Adversarially review the diff at HEAD against the brief above. The previous review caught [insert prior failure modes; for this repo it was per-call vs per-episode latency confusion, perturbation accounting overcounting the denominator, dead reporting paths, fragile test heuristics, missing invariants]. Look specifically for: math errors, doc/code mismatches, missing invariants, silent fallbacks, performance regressions. If you find nothing, say so explicitly. Output severity (critical / major / minor) | one-line description | file:line evidence | suggested fix.

Track record on this repo:

v0.3 review: 2 real bugs (per-call latency, perturbation accounting) + 2 minors. Both bugs fixed in v0.3.1.
v0.4 review: 2 majors (test docstring arithmetic wrong, missing compute column in sweep markdown) + 5 minors. All addressed before tag.
v0.5 review: 6 minors, including a dead Perturbation.name in the reporting path and an O(n) list.pop(0) regression in the runner. All addressed before tag.
v0.7 review: 1 critical (CLI imported examples.* which is not part of the installed package), 3 majors (schema version inconsistency, two-room CLI silently scored 0% without a waypoint, --plan-horizons parser crashed on bad input), 3 minors. All addressed before tag.

Zero releases shipped with metric-correctness bugs after this pattern was adopted. The review usually catches one finding that would have been embarrassing in public.

Region pointing data
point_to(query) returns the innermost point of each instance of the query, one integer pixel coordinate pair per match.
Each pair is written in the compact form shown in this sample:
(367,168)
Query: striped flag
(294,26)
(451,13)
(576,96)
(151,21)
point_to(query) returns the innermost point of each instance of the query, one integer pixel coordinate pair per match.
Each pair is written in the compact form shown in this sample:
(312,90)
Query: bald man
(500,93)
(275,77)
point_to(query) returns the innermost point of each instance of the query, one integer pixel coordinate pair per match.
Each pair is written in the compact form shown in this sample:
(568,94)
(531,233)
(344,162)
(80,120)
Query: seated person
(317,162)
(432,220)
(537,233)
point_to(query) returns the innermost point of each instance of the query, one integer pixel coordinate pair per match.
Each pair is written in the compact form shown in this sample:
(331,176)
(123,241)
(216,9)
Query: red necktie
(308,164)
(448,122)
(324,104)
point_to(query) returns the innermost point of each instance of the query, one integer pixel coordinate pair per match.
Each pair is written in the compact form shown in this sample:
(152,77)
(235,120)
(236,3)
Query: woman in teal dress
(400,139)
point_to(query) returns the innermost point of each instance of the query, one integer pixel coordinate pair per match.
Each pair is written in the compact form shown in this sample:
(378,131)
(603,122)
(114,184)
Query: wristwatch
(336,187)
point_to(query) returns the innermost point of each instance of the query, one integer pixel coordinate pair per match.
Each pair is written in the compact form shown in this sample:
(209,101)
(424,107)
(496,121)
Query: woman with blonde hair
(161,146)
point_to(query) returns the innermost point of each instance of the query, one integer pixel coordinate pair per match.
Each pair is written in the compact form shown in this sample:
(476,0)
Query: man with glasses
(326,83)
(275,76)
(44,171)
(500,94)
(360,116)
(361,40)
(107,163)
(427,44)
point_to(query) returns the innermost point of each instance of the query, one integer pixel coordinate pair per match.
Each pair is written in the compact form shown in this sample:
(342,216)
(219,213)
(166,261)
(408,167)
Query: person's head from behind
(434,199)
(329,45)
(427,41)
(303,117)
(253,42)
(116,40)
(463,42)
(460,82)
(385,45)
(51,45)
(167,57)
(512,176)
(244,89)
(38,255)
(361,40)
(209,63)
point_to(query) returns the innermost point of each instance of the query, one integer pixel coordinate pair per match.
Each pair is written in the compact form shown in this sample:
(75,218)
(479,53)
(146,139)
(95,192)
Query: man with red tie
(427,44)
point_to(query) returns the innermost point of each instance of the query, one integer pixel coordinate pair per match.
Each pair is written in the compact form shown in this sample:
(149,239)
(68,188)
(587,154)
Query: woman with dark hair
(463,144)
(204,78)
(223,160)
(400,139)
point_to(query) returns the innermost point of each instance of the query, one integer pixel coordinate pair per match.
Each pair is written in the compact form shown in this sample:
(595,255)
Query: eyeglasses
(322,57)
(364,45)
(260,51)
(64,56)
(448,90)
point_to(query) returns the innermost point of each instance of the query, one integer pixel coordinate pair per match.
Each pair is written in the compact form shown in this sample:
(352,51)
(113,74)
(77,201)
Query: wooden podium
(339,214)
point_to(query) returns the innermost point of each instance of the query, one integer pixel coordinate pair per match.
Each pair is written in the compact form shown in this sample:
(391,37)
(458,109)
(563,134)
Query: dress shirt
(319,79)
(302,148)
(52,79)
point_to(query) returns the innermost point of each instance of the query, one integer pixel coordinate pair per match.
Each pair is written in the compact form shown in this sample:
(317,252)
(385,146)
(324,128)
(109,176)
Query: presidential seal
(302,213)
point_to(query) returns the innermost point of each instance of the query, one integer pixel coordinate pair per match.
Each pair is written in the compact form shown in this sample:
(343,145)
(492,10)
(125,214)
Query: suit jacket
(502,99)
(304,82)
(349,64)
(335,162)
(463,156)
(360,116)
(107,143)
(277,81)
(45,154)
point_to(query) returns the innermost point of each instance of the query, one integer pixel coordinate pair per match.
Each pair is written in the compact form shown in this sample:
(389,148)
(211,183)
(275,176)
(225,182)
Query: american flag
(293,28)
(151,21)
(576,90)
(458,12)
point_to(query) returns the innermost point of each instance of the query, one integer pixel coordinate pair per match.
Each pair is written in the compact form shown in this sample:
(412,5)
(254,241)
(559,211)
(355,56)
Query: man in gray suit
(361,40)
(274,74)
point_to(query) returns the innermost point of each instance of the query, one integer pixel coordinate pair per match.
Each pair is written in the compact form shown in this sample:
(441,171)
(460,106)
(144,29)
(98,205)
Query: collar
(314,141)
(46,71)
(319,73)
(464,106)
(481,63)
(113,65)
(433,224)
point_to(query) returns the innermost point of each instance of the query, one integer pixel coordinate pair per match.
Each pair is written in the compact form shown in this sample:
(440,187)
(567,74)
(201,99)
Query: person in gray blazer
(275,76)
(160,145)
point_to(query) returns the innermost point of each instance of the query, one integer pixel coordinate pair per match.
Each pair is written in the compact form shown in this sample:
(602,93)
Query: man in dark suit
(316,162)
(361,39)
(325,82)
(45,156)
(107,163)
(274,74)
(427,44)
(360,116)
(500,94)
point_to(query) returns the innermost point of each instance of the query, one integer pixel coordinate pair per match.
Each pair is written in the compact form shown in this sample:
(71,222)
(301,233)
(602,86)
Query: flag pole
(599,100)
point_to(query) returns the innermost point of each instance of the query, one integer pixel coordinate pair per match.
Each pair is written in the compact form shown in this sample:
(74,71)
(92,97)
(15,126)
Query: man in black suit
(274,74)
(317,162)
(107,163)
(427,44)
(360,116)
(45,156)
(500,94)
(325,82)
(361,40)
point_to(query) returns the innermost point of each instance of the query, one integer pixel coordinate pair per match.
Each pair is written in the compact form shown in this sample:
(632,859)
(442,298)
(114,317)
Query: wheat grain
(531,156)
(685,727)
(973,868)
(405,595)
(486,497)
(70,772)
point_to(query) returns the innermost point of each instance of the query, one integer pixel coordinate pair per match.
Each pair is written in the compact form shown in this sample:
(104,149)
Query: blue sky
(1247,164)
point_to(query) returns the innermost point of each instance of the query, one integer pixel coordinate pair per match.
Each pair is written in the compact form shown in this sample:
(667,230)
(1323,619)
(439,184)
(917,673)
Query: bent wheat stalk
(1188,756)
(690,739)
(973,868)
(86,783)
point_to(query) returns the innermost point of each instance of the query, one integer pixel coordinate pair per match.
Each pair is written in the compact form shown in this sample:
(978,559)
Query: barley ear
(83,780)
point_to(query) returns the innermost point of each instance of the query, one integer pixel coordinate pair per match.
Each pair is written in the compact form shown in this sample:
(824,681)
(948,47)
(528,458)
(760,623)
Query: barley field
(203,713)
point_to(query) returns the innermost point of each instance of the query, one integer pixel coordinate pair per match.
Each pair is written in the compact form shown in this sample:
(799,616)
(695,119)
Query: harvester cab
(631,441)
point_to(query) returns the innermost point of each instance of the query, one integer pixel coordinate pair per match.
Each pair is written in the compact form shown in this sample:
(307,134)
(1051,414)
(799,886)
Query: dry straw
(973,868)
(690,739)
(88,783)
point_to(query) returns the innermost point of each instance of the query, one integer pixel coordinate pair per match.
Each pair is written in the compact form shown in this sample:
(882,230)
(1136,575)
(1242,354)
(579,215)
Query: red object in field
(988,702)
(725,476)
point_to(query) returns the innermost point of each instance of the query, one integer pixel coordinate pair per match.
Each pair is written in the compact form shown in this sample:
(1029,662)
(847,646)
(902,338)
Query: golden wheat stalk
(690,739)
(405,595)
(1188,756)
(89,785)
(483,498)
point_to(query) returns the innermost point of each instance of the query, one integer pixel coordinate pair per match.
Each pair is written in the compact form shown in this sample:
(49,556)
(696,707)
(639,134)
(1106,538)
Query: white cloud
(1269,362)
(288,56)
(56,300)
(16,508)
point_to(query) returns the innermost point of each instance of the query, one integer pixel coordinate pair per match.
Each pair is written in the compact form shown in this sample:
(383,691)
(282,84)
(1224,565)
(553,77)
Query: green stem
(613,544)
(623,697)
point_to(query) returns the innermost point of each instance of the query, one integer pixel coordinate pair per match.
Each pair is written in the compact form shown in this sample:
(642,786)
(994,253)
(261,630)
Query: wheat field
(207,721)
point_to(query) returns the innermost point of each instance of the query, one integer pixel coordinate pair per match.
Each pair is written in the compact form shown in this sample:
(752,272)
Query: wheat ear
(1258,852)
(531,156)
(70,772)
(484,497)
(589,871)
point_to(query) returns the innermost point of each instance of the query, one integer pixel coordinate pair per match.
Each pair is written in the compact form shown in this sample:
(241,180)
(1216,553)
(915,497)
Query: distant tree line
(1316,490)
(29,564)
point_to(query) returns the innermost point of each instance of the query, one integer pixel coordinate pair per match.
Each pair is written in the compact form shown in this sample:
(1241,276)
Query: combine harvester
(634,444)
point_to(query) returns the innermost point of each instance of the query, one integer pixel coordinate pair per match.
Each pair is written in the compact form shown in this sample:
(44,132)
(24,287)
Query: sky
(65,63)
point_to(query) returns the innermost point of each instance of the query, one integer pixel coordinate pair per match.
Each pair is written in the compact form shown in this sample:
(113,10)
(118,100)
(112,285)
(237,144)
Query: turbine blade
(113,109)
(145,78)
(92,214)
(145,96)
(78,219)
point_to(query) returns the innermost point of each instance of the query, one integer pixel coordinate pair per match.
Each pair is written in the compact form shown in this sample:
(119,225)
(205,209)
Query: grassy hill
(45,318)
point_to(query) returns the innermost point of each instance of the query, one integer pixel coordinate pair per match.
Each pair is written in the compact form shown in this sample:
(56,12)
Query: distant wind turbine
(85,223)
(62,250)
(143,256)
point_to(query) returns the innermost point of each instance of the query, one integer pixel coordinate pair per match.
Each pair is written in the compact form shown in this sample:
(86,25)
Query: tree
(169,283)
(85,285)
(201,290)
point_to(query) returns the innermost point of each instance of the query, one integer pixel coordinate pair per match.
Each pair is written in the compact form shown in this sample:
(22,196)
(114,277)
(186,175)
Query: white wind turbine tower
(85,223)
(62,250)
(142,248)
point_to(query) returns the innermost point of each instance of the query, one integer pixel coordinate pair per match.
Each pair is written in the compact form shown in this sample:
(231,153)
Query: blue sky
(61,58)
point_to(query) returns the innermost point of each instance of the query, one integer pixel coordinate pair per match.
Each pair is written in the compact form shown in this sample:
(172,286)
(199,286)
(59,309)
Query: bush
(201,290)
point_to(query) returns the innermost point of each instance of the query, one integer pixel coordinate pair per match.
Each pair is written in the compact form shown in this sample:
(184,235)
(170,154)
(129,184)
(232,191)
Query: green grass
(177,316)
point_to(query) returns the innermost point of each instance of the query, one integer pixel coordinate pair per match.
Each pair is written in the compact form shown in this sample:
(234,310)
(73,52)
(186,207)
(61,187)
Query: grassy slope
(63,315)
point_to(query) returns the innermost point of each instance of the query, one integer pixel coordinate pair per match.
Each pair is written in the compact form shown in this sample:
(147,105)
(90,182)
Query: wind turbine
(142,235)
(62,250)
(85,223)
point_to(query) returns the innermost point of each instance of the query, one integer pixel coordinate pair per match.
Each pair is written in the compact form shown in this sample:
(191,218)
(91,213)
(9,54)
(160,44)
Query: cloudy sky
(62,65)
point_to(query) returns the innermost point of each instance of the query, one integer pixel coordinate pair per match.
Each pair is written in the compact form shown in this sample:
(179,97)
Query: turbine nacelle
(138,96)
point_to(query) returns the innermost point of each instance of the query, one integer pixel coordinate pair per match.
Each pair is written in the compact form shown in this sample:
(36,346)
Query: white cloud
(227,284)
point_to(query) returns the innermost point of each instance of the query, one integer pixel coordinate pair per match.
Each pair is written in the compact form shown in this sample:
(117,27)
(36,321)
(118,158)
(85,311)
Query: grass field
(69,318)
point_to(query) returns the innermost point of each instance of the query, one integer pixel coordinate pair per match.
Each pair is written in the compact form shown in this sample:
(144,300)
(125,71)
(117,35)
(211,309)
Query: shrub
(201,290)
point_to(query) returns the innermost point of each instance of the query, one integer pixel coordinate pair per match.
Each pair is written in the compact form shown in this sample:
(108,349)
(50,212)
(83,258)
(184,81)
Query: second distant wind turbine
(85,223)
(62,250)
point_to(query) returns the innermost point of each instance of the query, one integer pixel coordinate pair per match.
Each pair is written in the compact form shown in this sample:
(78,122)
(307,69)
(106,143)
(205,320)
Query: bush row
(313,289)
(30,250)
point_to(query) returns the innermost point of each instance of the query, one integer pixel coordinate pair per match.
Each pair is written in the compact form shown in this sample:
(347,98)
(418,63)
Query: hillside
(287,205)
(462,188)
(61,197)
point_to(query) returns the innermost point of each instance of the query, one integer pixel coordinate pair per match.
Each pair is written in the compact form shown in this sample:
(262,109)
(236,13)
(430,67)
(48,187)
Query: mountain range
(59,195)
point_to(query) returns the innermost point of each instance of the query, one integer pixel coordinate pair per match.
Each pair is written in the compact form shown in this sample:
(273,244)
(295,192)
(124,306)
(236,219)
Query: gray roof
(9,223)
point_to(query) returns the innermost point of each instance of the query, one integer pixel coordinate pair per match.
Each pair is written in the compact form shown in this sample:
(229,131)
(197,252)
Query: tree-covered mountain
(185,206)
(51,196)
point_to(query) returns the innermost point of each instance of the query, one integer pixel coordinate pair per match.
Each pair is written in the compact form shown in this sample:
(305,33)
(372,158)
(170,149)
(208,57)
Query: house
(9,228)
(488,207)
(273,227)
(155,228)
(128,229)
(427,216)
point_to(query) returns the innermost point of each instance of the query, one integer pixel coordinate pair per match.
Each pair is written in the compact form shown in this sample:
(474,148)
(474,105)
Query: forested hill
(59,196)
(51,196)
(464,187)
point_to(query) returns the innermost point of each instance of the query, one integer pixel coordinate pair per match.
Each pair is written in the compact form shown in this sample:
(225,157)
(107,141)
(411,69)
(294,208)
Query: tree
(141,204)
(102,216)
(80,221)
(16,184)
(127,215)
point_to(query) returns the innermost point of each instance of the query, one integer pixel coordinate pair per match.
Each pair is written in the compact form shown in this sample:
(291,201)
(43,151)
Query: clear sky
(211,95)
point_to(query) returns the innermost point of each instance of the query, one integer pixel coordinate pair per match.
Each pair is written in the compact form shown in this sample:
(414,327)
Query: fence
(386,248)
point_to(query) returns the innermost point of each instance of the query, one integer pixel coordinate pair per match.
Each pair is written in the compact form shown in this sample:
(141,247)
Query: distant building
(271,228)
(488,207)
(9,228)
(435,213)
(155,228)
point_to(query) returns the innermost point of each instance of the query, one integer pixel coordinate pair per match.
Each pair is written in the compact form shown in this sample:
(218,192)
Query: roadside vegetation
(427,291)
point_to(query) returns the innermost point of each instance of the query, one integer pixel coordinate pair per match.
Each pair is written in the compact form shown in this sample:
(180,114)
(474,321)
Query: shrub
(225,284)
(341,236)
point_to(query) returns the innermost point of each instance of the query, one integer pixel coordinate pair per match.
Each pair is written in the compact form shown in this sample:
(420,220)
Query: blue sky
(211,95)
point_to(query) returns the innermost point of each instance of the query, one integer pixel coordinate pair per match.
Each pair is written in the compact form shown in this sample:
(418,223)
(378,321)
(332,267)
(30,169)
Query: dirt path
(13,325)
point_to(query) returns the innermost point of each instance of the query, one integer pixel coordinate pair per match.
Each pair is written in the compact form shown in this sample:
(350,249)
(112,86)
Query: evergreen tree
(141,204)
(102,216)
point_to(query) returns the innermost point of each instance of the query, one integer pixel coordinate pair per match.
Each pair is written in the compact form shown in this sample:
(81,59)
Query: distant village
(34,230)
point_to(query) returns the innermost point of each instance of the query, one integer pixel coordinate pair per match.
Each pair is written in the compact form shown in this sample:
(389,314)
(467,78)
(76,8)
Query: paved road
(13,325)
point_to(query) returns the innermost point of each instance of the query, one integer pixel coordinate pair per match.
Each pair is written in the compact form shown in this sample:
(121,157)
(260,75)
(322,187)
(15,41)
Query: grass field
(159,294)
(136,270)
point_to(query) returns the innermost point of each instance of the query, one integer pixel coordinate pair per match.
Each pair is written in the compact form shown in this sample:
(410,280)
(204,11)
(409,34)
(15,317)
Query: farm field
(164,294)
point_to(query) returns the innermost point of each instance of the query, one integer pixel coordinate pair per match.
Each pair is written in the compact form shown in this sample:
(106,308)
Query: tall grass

(Exercise 1) According to the passage above, what should the reviewer look for specifically? List every item.
(Exercise 2) Retype the part of the passage starting at "v0.5 review: 6" and ending at "3 minors. All addressed before tag.".

(Problem solution 1)
- Math errors
- Doc/code mismatches
- Missing invariants
- Silent fallbacks
- Performance regressions

(Problem solution 2)
v0.5 review: 6 minors, including a dead Perturbation.name in the reporting path and an O(n) list.pop(0) regression in the runner. All addressed before tag.
v0.7 review: 1 critical (CLI imported examples.* which is not part of the installed package), 3 majors (schema version inconsistency, two-room CLI silently scored 0% without a waypoint, --plan-horizons parser crashed on bad input), 3 minors. All addressed before tag.